Placing a suite of response equipment throughout the Arctic, including aerial in situ burn and dispersant capability, would provide immediate access to a number of rapid response oil spill countermeasure options, NRC said.
“Given the proximity of U.S. Arctic waters to international territories, certain factors should be addressed in advance of an actual event, including communications between command centers, coordinated planning, trans-boundary movement of people and equipment, and identification of translators,” NRC noted.
At this time, no funding mechanism exists for the development, deployment and maintenance of temporary and permanent infrastructure. One solution is a funding mechanism for infrastructure development and oil spill response operations is a public-private-municipal partnership to receive a percentage of lease sale revenues, rents, bonuses, or royalty payments that are currently deposited in the federal treasury.
The U.S. Coast Guard, which will need to expand its presence and performance capacity in the Arctic, and the Alaska Department of Environmental Conservation should develop an oil spill training program in order to develop trained response teams in local villages. Industry also should continue its participation in local training initiatives as well.
The Coast Guard will need to bolster its capacity for area-specific training, icebreaking capability, improved availability of vessels for oil spill response and other emergency situations, and aircraft and helicopter support facilities for open water season and, eventually, year-round response.
“Furthermore, Arctic assignments for trained and experienced personnel and tribal liaisons should be of longer duration, to take full advantage of their skills,” NRC said. “Sustained funding will be needed to increase the USCG presence in the Arctic and to strengthen and expand its ongoing Arctic oil spill research programs.”
NRC also recommended that the Coast Guard expand its bilateral agreement with Russia to include Arctic oil spill scenarios and conduct regularly scheduled exercises to establish joint responses under Arctic conditions. The United States also should be on existing bilateral agreements with Russia and Canada to develop and exercise a joint contingency plan.
The National Research Council conducted the study on behalf of the American Petroleum Institute, the U.S. Arctic Research Commission, the Bureau of Safety and Environmental Enforcement (BSEE), the Bureau of Ocean Energy Management, the U.S. Coast Guard, the Marine Mammal Commission, the National Oceanic and Atmospheric Administration and the Oil Spill Recovery Institute.
The organizations asked the National Research Council to examine the current state of science and engineering for oil spill response and environmental assessment, with a focus on the potential impact on U.S. waters in the Bering Sea and the Beaufort and Chukchi seas.
+ + +
Task 1: Filter the entries, copying every line that contains the string "background".
The entries that come next bear no relation to the Arctic oil spill article.

Data items
+ + +
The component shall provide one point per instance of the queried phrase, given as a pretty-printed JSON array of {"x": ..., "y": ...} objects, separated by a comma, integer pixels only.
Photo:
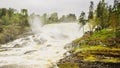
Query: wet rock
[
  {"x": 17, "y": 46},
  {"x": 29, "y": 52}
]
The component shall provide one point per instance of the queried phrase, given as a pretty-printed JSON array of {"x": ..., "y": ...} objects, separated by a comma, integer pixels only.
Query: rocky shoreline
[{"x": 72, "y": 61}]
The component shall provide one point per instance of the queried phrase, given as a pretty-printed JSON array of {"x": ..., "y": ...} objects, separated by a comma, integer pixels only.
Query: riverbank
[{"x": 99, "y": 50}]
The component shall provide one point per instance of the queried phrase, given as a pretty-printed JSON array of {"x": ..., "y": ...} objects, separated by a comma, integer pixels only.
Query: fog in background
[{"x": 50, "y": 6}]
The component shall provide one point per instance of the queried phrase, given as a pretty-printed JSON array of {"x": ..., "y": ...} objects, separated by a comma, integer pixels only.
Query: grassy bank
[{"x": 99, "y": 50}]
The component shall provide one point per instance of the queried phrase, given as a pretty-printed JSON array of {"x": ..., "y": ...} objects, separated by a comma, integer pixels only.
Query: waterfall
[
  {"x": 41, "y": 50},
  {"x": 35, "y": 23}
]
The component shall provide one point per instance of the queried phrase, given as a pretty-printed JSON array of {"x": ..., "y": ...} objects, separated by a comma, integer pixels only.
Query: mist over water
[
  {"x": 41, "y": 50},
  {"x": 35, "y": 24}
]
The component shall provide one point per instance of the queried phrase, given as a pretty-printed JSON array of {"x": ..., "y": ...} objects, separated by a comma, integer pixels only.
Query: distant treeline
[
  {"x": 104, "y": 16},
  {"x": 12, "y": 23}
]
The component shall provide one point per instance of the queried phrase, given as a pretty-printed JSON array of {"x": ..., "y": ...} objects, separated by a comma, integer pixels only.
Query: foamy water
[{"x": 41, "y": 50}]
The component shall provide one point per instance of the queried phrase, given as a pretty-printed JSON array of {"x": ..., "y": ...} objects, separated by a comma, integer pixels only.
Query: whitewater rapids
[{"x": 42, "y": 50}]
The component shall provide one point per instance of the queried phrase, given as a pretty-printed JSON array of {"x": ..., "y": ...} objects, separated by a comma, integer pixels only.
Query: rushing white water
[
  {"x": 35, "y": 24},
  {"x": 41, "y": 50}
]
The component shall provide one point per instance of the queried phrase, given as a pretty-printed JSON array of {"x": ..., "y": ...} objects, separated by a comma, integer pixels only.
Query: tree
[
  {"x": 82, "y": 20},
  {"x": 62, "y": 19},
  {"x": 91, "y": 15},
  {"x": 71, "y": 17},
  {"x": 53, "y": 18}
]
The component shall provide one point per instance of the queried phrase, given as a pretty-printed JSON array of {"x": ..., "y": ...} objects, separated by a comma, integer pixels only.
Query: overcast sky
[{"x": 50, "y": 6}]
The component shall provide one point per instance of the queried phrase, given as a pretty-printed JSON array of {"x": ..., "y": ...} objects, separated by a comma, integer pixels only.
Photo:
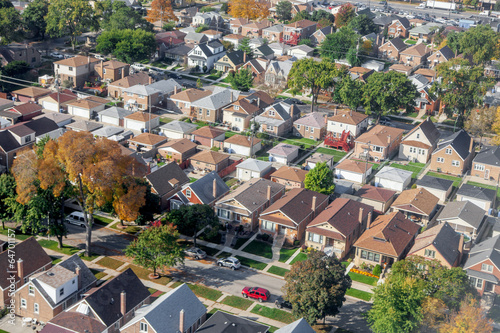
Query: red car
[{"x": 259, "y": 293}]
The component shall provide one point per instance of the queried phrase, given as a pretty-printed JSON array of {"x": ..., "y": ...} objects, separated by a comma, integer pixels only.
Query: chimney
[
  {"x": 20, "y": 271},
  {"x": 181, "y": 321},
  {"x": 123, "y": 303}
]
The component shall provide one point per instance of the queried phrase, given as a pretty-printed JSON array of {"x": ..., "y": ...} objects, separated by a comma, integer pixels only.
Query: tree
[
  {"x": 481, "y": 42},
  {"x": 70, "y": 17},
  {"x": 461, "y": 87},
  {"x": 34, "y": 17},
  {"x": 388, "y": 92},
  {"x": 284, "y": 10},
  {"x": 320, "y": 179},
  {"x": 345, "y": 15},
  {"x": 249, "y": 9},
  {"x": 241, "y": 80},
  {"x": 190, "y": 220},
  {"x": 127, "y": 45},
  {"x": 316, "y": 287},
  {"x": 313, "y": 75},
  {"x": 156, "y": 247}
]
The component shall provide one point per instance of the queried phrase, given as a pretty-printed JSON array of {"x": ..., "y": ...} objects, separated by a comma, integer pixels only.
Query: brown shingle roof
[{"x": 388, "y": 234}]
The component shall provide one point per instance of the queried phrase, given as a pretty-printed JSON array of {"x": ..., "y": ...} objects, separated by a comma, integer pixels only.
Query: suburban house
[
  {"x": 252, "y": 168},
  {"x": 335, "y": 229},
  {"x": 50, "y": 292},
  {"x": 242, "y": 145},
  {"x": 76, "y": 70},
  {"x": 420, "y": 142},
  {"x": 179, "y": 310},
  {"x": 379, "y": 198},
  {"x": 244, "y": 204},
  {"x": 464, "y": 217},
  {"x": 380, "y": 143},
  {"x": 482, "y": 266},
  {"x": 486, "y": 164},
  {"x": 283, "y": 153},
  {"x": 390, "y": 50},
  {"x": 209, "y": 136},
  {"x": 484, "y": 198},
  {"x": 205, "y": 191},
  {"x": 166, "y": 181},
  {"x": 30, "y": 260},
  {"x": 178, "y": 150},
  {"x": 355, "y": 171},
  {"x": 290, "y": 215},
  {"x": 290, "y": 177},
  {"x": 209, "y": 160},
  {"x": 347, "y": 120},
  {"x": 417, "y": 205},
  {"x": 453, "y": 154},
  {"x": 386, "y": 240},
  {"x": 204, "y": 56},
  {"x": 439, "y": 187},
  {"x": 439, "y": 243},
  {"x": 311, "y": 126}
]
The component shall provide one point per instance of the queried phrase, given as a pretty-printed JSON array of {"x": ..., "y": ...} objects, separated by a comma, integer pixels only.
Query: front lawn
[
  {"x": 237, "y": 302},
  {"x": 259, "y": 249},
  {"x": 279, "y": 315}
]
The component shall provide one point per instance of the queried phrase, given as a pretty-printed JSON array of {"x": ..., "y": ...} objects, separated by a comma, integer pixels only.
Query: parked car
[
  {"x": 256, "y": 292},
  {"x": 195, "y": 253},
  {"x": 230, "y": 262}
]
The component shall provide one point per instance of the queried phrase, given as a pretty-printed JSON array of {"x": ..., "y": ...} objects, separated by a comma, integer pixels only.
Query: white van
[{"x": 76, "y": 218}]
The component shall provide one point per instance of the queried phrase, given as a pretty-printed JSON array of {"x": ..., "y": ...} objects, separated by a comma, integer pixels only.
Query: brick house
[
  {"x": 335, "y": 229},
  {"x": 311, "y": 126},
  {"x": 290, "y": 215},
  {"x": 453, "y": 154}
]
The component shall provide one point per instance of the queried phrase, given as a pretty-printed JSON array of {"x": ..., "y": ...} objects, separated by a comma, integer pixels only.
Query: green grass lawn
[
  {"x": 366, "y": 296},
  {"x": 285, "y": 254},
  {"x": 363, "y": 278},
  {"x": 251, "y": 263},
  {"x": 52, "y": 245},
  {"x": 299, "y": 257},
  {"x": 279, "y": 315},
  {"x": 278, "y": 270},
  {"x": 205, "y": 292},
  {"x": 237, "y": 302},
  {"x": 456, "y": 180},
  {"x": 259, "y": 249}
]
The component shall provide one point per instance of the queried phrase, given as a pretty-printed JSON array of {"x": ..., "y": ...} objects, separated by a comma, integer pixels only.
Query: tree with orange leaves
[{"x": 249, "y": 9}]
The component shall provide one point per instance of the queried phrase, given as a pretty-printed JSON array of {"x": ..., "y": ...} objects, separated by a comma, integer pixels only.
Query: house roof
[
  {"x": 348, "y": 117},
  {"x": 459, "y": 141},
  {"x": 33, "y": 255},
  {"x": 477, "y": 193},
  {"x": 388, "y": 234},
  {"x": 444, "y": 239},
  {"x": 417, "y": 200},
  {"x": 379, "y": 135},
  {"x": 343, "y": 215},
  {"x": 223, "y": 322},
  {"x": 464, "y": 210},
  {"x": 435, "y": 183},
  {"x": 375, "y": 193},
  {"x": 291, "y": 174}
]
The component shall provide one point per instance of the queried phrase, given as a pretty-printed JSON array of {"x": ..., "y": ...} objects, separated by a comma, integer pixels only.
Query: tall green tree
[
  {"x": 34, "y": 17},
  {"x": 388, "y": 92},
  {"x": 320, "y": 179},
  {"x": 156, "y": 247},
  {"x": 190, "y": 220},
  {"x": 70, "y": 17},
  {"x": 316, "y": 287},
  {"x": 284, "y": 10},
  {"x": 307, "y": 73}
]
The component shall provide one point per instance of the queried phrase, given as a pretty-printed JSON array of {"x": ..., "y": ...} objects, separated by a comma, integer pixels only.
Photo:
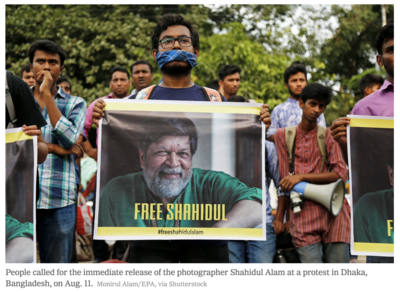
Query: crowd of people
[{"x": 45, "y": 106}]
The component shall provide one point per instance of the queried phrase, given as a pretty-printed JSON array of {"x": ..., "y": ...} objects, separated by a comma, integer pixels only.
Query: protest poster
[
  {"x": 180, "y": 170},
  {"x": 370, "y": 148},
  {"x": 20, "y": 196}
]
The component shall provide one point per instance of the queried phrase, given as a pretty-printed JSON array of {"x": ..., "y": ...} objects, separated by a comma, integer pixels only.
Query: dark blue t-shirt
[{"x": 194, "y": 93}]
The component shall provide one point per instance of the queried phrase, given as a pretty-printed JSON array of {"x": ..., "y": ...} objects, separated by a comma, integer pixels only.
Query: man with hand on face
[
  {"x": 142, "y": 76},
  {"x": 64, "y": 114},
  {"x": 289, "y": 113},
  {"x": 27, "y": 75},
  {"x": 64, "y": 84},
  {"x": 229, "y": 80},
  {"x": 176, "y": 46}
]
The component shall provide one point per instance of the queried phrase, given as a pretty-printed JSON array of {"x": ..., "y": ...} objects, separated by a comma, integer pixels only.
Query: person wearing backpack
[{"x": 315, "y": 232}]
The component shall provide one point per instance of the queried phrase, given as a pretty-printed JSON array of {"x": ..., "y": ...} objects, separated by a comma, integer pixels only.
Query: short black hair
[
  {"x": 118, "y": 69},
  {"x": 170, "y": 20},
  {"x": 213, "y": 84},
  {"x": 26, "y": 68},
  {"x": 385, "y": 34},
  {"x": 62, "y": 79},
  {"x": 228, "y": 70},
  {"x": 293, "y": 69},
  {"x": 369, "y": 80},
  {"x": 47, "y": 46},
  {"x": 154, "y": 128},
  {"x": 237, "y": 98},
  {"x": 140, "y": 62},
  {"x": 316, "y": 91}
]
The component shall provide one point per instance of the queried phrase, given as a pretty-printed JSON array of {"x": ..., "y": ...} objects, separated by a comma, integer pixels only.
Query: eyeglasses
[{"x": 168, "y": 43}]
+ + +
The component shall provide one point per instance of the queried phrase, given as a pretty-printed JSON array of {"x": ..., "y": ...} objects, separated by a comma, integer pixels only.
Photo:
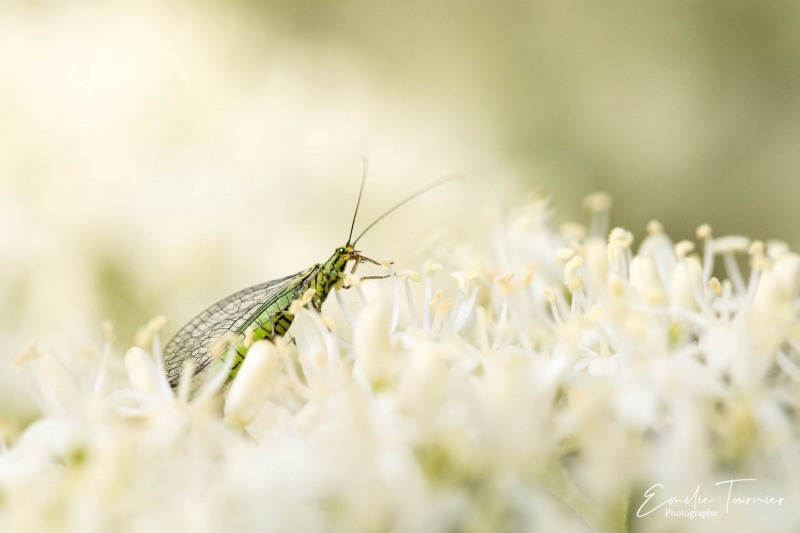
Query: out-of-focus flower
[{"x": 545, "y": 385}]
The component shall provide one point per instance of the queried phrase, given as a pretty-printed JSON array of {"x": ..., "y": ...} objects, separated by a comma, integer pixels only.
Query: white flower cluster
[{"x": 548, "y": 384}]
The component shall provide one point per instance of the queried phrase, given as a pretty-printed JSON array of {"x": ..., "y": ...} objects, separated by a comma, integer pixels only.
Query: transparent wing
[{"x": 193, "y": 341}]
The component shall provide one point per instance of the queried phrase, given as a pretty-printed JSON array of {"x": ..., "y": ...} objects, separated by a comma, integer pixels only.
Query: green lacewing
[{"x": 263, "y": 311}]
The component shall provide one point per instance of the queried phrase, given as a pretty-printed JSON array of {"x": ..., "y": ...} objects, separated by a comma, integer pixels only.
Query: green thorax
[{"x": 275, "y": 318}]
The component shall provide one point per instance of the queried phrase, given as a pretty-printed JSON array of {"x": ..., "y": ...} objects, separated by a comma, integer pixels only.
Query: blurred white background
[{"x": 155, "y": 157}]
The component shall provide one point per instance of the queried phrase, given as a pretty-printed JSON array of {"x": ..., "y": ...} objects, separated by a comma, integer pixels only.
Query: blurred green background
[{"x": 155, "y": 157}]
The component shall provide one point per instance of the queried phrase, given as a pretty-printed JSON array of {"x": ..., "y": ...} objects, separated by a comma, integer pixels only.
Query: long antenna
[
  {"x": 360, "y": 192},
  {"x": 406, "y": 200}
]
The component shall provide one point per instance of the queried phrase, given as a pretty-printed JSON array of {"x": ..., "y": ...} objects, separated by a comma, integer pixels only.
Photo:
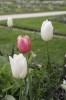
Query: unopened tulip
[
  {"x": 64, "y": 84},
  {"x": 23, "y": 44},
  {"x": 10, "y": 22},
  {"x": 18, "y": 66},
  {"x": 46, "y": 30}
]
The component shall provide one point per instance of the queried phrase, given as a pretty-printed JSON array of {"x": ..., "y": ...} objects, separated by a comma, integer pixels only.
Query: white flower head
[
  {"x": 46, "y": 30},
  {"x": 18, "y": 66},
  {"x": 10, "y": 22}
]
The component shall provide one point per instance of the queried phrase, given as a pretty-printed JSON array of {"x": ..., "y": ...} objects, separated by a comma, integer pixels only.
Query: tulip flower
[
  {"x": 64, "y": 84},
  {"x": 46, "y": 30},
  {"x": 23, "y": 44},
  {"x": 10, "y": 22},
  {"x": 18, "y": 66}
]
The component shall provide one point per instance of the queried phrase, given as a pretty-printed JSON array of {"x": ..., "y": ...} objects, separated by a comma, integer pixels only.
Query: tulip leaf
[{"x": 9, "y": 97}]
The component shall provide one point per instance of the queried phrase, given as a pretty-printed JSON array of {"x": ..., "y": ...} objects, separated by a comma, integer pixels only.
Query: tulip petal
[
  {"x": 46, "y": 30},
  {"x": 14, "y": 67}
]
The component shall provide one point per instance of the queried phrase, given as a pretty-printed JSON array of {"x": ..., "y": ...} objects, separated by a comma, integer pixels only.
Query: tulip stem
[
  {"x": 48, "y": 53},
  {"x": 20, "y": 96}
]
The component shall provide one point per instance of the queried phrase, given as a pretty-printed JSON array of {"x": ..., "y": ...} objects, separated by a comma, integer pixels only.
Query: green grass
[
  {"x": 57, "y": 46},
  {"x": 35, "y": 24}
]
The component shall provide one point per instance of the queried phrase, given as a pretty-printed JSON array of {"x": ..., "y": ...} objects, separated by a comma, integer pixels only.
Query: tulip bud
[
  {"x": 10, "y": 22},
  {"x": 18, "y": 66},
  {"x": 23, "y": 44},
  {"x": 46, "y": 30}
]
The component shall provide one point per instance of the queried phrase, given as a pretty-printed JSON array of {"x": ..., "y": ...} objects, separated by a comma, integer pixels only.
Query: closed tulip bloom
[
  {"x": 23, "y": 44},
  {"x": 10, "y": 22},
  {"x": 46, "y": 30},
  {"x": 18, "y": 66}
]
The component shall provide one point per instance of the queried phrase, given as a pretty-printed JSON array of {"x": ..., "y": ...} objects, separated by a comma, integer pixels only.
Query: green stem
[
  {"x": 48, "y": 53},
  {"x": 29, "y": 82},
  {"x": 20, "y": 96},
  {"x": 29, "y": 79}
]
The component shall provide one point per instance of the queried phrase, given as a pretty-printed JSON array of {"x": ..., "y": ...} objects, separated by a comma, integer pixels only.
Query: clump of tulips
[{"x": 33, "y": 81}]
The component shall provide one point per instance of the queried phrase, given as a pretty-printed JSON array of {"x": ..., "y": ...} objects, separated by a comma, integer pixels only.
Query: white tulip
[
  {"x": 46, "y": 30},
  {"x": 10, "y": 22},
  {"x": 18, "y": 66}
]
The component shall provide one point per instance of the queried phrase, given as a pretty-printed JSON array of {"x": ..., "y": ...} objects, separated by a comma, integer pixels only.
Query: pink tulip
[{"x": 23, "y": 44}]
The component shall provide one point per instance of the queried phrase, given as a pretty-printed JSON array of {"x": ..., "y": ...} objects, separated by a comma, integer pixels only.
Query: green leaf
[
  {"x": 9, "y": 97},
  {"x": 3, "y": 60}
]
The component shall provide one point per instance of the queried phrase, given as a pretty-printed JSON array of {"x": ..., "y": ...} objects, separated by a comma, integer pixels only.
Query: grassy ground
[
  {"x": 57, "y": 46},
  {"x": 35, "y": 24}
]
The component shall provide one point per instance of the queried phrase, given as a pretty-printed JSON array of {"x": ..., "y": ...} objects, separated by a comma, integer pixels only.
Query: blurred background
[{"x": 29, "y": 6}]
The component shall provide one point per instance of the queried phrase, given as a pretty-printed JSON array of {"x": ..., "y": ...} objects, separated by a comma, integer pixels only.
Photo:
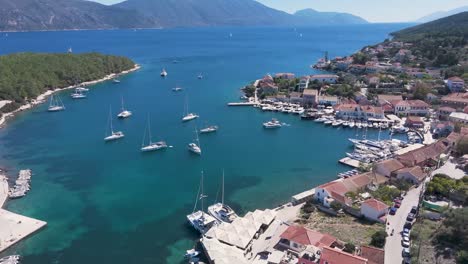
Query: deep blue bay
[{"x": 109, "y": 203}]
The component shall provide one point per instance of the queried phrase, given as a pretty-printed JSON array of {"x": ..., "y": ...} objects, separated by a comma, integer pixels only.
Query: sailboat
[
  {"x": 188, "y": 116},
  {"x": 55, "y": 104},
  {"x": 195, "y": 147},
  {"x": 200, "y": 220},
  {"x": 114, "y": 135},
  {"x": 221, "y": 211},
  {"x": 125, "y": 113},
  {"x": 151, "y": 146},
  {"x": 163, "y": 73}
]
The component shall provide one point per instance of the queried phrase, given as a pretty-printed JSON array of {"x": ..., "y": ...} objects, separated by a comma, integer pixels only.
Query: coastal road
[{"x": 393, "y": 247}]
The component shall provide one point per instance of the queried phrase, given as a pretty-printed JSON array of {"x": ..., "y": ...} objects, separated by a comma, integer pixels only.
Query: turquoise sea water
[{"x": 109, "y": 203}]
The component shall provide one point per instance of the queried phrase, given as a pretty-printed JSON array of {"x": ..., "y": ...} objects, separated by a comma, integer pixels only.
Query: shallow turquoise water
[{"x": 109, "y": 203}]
+ + +
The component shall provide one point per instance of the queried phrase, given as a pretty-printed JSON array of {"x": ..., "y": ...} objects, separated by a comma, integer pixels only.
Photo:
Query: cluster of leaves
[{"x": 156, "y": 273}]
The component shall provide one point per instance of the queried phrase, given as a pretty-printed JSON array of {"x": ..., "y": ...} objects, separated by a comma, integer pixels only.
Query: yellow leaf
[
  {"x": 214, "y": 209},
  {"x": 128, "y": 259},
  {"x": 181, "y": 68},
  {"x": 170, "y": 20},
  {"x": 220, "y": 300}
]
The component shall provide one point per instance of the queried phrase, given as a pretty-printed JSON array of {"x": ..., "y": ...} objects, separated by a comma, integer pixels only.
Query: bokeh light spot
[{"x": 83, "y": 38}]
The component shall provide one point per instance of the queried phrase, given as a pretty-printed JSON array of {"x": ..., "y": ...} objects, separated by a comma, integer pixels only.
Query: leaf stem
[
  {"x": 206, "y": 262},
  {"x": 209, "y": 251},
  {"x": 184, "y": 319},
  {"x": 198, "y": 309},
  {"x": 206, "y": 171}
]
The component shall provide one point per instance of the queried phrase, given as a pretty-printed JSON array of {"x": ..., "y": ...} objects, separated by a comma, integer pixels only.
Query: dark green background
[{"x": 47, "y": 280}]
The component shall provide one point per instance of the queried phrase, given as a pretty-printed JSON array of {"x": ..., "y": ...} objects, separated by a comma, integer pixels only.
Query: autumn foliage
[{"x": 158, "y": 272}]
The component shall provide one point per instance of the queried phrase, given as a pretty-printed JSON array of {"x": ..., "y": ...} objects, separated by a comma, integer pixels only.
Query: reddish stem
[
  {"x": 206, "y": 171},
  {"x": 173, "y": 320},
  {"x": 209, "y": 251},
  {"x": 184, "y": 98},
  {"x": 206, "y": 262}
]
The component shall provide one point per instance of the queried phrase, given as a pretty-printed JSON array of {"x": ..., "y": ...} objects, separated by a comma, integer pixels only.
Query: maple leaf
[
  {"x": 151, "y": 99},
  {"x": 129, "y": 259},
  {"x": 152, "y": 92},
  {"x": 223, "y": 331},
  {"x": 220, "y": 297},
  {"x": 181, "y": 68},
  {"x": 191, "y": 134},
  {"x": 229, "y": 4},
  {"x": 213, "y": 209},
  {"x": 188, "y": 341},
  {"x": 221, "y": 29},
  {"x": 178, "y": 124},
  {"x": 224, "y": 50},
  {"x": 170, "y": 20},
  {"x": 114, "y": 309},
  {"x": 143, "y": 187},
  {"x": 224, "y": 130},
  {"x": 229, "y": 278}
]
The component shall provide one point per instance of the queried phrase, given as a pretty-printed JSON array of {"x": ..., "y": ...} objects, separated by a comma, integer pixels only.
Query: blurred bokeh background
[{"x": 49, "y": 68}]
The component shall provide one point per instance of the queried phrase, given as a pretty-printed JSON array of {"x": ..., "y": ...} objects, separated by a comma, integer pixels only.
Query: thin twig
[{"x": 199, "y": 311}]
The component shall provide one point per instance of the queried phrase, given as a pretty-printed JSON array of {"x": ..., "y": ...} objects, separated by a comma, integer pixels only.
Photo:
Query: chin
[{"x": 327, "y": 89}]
+ + +
Task 2: Render this sentence from the Arctic oil spill article in Spanish: "At this time, no funding mechanism exists for the development, deployment and maintenance of temporary and permanent infrastructure."

Problem solution 1:
Query: fog in background
Query: blurred white background
Query: blurred green background
Query: blurred background
Query: dark green background
Query: blurred bokeh background

Problem solution 2: En este momento, no existe ningún mecanismo de financiación para el desarrollo, el despliegue y el mantenimiento de infraestructura temporal y permanente.